** BEGIN RAW DATA **

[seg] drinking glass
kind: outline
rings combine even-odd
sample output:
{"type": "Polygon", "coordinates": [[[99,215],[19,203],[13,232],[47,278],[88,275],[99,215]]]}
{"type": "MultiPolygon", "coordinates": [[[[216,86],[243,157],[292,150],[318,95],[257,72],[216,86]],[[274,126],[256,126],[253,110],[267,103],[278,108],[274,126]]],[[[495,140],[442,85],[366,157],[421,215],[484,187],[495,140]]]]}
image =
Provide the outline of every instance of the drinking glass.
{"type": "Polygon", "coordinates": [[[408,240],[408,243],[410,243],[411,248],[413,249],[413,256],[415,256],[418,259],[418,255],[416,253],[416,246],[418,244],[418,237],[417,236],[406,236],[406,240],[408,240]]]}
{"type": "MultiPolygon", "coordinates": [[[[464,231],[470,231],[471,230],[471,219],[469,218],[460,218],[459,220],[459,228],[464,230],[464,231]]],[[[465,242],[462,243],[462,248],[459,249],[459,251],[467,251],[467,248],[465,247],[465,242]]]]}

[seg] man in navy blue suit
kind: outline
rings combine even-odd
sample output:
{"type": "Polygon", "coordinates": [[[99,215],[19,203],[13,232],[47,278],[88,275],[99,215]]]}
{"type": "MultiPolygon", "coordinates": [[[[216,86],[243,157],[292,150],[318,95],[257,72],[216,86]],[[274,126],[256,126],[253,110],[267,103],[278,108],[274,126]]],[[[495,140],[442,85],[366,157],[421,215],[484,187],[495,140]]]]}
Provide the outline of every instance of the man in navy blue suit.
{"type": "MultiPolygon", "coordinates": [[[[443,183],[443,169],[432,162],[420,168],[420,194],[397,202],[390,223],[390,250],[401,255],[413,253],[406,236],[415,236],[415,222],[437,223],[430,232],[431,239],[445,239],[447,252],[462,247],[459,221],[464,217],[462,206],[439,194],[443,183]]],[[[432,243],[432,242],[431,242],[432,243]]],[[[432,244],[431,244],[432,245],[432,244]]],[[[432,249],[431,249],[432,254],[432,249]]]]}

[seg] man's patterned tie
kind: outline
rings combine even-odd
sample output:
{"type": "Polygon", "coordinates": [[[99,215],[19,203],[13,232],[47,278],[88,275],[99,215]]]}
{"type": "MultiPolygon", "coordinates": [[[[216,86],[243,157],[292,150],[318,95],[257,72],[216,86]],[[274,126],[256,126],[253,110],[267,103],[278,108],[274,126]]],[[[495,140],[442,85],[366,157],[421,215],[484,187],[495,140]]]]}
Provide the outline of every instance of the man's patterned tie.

** END RAW DATA **

Set down nothing but the lines from the one with "[seg] man's patterned tie" through the end of the records, keeping each line exactly as written and including both ends.

**SOLUTION**
[seg] man's patterned tie
kind: outline
rings combine even-odd
sample output:
{"type": "Polygon", "coordinates": [[[99,215],[19,203],[13,232],[47,278],[88,275],[99,215]]]}
{"type": "MultiPolygon", "coordinates": [[[[216,86],[243,157],[292,150],[318,95],[257,72],[216,86]],[[274,126],[256,126],[253,110],[267,103],[278,108],[274,126]]],[[[495,140],[442,85],[366,157],[421,215],[484,187],[495,140]]]]}
Provide the outline of every instance of the man's patterned tie.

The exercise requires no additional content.